GRY-Online.pl --> Archiwum Forum

Jak nauczyć Amerykanina polskiego?

12.03.2004
01:28
[1]

Piórko [ Centurion ]

Jak nauczyć Amerykanina polskiego?

Witam. Od jutra zaczynam uczyć Amerykanina polskiego. I pytanko jest nastepujace: czy znacie moze ksiązki, ktore mogly by mi pomoc? Albo sposoby w jaki moglabym go uczyc? Bylam w księgarniach językowych, ale tam żadnych interesujących podręczników nie ma. Za wszelkie podpowiedzii dziekuje.

12.03.2004
01:33
smile
[2]

pisz [ nihilista ]

skumaj go z Polką - zacznie się z nią użerać to się szybko nauczy :)

12.03.2004
01:37
[3]

^quqoch^ [ Paweł Romanowicz ]


Zaczął bym od ... rzeczywiście, Polki, dzięki nim najwięcej obcokrajowców uczy sie naszego języka i to jest rozumowanie nie do pobicia.

12.03.2004
01:37
[4]

EliEli [ Pretorianin ]

Gdzies widzialem w sieci slownik dla poczatkujacych amerykanow...
Naucz go podstawowych zwrotow
np.:
"tee who you yeah bunny"

itd.

12.03.2004
01:37
smile
[5]

Ths [ Konsul ]

pisz-----> to dobry pomysł na nauzenie go przeklinać, a oprócz wyzwisk to pare słów w poslkim jeszcze jest:)

12.03.2004
01:41
smile
[6]

Septi [ Starszy Generał ]

Najlepiej ze słownikiem w łapsku.Polecam ABC in Polish " Do you spreche polski ?"

12.03.2004
01:42
[7]

Mr.Bungle [ Generaďż˝ ]

Piórko -->"żadnych interesujących" to znaczy?Nie podobały Ci się czy jednym "rzutem" oka oceniłaś że są do bani?

(Wpisy o odnajdywaniu nazwanych rzeczy)
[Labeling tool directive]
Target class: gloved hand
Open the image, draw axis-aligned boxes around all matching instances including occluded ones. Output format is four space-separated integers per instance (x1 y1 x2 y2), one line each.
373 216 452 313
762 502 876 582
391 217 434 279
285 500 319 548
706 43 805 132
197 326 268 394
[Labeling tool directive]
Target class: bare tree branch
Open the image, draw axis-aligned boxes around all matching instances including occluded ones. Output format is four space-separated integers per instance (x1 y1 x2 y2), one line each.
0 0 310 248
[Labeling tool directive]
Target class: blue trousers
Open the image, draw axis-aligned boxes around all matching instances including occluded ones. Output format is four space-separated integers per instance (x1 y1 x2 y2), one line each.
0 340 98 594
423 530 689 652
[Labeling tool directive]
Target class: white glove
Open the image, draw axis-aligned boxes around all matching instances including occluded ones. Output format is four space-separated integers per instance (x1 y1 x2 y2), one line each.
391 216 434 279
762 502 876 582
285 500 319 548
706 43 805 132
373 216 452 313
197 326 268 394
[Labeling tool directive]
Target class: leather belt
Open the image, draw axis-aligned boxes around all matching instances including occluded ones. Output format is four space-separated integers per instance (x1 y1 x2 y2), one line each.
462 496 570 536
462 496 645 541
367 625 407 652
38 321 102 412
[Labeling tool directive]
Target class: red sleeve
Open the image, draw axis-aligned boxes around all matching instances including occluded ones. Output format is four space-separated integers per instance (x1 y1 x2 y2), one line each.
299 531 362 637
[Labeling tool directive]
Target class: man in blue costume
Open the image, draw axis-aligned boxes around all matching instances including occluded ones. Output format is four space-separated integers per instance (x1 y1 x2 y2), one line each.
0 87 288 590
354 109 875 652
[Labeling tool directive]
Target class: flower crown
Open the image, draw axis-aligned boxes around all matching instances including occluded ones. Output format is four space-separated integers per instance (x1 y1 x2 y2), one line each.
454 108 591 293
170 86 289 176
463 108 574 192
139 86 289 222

▶ ZADANIA DO ZROBIENIA
1 > Przetłumacz na angielski to zdanie z wątku forum o uczeniu Amerykanina polskiego: „Bylam w księgarniach językowych, ale tam żadnych interesujących podręczników nie ma.”
2 > Pociągnij dalej wątek forum o uczeniu Amerykanina polskiego od miejsca, w którym się kończy.

▶ OCZEKIWANE ODPOWIEDZI
1 > I went to language bookstores, but there are no interesting textbooks there.

2 >
Nie napisałaś ile Amerykanin :) spędzi czasu w naszym pięknym kraju.Może jakieś takie metody jak okulary,kabelek do nosa?Oczekujesz odpowiedzi śmiesznych czy poważnych?

12.03.2004
01:45
smile
[8]

Piórko [ Centurion ]

Ja właśnie jestem Polką... Ale nie mam pojęcia jak go uczyć. A przeklinania swoją drogą go naucze :P Najgorsza będzie odmiana rzeczowników przez przypadki, bo oni czegoś takiego nie znają :/ A może zacznę od "chrząszcz brzmi w trzcinie" :P To sie chłopak zdziwi :)

12.03.2004
01:54
[9]

Piórko [ Centurion ]

Mr.Bungle -----> żadnych interesujących, to znaczy, że znalałam ze 3 pozycje. 1- kurs z plytkami, ale nie moglam niestety zajrzeć do środka, bo byla zafoliowana, a otworzyć nie można, trzeba najpierw kupić :/ 2- w sumie niezła, ale nie ma podstaw, 3- piekielnie droga. Facet chce chyba osiąść tu na stale, bo szuka pracy. I oczywiście interesuja mnie jak najbardziej poważne odpowiedzi, bo nie mam pojęcia co robić. Na jutro mam zaplanowany alfabet, zwroty typu "jak masz na imie" i "skąd jestes" oraz cyferki. Wzięlam moj zeszyt z hiszpańskiego i patrzyłam jak tam mnie uczyli od podstaw. I zrobiłam podobny zestawik. Angielskiego uczyli mnie sporo lat temu, więc nie pamiętam jaki mieli system, ale zapewne podobny... Ech... niby pierwsze zajecia mam opracowane, ale co z resztą?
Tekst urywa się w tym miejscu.